* [EXERCISE TASKS]:
1. According to the passage on the Swiss franc, what share of a portfolio invested in MSCI World is denominated in US dollars?
2. Retype the passage on the Swiss franc between "Here's why." and "stock losing value.", inclusive.

* [PASSAGE PROVIDED]:
Our home currency. And one of the strongest in the world.
It's a curse and a blessing simultaneously. Holidays abroad are cheap — and keep getting cheaper. But that very strength is a permanent headwind for Swiss businesses. The Swiss National Bank (SNB) has spent decades fighting it. Exporters suffer. And investors? They face a difficulty layer that an American investor simply doesn't have.
Here's why.
If you invest in a global index like MSCI World, roughly 97% of your portfolio is denominated in foreign currencies — 74% in US dollars alone. If the dollar falls 10% against the franc, your portfolio drops by almost the same amount. Without a single stock losing value.
And the dollar has been falling. For decades (chart 1). In 1971, one dollar bought you 4.30 francs. Today? 0.80. That's an 80% loss of purchasing power — a structural decline of roughly 2–3% per year over 50+ years.
So, this begs the never-ending dilemma Swiss investors face.
To hedge CHF, or not to hedge CHF.
Chart 1: USD/CHF Since 1971 — From 4.30 to 0.80. A Structural 2–3% Annual Decline

Before we look at the data, you need to understand the mechanics — and the cost.

* [ENTRIES]:
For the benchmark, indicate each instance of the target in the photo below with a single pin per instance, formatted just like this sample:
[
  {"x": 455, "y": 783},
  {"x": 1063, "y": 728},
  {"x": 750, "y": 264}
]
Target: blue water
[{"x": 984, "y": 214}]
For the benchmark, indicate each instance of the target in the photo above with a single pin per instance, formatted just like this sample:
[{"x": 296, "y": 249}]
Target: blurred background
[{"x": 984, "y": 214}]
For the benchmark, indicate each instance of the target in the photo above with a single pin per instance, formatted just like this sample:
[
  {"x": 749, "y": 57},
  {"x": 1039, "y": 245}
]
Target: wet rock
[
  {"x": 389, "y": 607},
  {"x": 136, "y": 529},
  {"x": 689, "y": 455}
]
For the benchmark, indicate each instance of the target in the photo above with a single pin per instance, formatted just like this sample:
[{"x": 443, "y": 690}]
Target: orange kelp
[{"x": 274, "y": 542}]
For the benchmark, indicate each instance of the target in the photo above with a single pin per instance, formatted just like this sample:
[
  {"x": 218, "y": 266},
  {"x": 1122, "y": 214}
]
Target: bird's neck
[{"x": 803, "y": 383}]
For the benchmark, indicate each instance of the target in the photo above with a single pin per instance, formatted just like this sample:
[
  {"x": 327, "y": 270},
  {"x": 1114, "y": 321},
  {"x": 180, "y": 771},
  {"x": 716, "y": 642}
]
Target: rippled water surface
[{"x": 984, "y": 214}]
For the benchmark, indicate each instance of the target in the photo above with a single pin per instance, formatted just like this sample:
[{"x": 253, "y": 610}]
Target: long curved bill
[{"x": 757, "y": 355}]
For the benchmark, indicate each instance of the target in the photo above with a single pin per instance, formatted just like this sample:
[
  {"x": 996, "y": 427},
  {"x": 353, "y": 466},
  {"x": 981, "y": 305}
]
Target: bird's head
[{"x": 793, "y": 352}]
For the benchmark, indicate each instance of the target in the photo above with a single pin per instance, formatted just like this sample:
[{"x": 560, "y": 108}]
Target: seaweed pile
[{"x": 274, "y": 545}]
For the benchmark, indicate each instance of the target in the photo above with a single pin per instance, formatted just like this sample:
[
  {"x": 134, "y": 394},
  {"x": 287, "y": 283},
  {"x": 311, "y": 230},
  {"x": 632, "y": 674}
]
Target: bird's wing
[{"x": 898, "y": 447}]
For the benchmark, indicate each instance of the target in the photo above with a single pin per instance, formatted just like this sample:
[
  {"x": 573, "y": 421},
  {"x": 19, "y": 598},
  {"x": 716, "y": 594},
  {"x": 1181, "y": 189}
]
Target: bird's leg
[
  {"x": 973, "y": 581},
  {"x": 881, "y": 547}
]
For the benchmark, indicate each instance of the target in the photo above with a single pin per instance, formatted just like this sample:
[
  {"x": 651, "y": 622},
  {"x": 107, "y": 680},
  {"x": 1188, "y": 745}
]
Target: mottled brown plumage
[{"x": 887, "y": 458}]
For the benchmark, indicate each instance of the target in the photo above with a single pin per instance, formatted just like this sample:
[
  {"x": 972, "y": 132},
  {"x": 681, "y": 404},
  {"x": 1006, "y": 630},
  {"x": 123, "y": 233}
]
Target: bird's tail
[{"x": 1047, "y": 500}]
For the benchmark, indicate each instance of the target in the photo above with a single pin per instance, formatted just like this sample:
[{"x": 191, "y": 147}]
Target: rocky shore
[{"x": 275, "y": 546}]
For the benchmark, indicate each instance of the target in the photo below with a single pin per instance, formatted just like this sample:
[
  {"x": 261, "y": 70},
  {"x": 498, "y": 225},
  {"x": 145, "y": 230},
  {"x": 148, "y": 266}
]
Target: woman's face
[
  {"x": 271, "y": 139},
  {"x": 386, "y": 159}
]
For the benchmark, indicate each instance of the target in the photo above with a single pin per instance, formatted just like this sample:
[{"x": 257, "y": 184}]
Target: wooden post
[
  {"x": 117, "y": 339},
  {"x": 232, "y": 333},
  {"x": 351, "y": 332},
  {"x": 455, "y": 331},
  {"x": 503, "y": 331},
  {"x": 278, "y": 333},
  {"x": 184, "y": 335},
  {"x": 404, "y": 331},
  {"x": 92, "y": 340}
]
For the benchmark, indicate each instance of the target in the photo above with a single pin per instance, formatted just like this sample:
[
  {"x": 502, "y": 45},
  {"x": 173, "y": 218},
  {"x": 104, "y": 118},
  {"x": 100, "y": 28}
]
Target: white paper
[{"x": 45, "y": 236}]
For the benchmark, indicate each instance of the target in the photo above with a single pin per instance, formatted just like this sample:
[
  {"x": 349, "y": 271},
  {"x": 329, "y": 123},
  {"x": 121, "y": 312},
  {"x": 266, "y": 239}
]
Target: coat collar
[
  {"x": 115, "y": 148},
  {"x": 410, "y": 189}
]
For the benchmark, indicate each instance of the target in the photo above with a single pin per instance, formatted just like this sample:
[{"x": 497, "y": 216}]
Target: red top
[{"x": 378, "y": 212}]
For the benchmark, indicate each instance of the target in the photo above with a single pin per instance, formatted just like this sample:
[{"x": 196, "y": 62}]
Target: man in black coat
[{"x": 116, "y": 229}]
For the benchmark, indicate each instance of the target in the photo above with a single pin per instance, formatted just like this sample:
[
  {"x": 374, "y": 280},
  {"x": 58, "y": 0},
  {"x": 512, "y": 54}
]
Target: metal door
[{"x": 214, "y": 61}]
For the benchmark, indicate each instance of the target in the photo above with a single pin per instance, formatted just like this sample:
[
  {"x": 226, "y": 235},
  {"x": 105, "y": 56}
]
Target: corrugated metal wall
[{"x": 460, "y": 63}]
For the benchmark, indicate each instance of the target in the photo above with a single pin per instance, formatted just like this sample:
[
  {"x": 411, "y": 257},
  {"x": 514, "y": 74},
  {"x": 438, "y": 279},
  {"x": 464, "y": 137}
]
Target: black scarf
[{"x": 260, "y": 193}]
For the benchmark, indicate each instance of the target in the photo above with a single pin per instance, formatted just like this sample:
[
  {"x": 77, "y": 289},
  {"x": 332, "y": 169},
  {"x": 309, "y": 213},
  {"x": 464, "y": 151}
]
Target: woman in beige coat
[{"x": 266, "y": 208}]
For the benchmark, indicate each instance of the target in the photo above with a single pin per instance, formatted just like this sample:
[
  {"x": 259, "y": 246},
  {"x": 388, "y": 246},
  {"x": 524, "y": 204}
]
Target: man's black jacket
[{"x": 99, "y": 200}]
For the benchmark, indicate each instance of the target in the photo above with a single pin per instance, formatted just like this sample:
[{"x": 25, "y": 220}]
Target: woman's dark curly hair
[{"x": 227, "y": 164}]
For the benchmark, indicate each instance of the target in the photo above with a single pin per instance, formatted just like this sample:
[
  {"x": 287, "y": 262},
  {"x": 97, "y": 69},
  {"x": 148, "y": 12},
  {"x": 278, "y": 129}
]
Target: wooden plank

* [OUTPUTS FOR THE TASKS]:
1. 74%

2.
Here's why.
If you invest in a global index like MSCI World, roughly 97% of your portfolio is denominated in foreign currencies — 74% in US dollars alone. If the dollar falls 10% against the franc, your portfolio drops by almost the same amount. Without a single stock losing value.